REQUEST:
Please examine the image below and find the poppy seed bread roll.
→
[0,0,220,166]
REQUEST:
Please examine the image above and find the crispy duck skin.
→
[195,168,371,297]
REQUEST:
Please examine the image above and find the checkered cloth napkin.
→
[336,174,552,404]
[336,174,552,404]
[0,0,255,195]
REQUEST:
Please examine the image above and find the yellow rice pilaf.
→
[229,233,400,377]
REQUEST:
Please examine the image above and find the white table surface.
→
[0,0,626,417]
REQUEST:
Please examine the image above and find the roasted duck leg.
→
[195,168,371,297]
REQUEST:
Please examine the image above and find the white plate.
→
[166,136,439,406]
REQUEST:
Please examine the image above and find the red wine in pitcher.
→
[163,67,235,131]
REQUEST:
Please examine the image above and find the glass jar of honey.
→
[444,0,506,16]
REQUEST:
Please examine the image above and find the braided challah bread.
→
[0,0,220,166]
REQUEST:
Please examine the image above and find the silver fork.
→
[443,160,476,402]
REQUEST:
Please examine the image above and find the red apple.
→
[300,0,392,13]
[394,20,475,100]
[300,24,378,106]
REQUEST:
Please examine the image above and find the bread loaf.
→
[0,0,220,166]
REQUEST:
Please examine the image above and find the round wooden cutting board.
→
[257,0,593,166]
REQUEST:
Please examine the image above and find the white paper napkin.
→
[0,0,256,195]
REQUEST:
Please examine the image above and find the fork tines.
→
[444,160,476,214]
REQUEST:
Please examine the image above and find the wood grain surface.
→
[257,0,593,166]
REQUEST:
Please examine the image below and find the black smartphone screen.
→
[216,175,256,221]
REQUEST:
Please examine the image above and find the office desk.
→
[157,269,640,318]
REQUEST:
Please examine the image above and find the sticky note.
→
· · · · · · ·
▶ [Given task]:
Copy out the full listing above, keeping every line and character unchanged.

▶ [Written response]:
REQUEST:
Please examine the image below and find the poppy seed bread roll.
→
[0,0,220,166]
REQUEST:
Please examine the image above and find the crispy duck skin.
→
[195,168,371,297]
REQUEST:
Please examine the image above and find the checkered cloth napkin.
→
[336,174,552,404]
[336,174,552,404]
[0,0,255,195]
REQUEST:
Please examine the image above and find the yellow rice pilaf.
→
[229,233,400,377]
REQUEST:
Please examine the image above and find the white table surface.
→
[0,0,626,417]
REQUEST:
Please examine the image above and find the roasted duck leg.
→
[195,168,371,297]
REQUEST:
Please examine the image above and find the white plate.
→
[166,136,439,406]
REQUEST:
Please examine the image above and find the red wine in pitcher.
→
[163,67,235,131]
REQUEST:
Please examine the image above and find the glass jar of honey.
→
[444,0,506,16]
REQUEST:
Please examine the image above and find the braided challah bread.
→
[0,0,220,166]
REQUEST:
Please examine the image above and find the silver fork.
→
[443,160,476,402]
REQUEST:
Please examine the image above and find the red apple.
→
[300,0,392,13]
[394,20,475,100]
[300,24,378,106]
REQUEST:
Please examine the image above and find the bread loaf.
→
[0,0,220,166]
REQUEST:
Please examine the image above and find the round wooden cutting board.
→
[257,0,593,166]
REQUEST:
Please examine the image above and find the white paper napkin.
→
[0,0,256,195]
REQUEST:
Please examine the image above and find the fork tines.
→
[444,160,476,214]
REQUEST:
Please examine the image above and find the wood grain surface.
→
[257,0,593,166]
REQUEST:
Please examine the image below and find the black smartphone screen.
→
[216,175,256,221]
REQUEST:
Please examine the image above and find the office desk.
→
[157,269,640,318]
REQUEST:
Please examine the image above and find the sticky note.
→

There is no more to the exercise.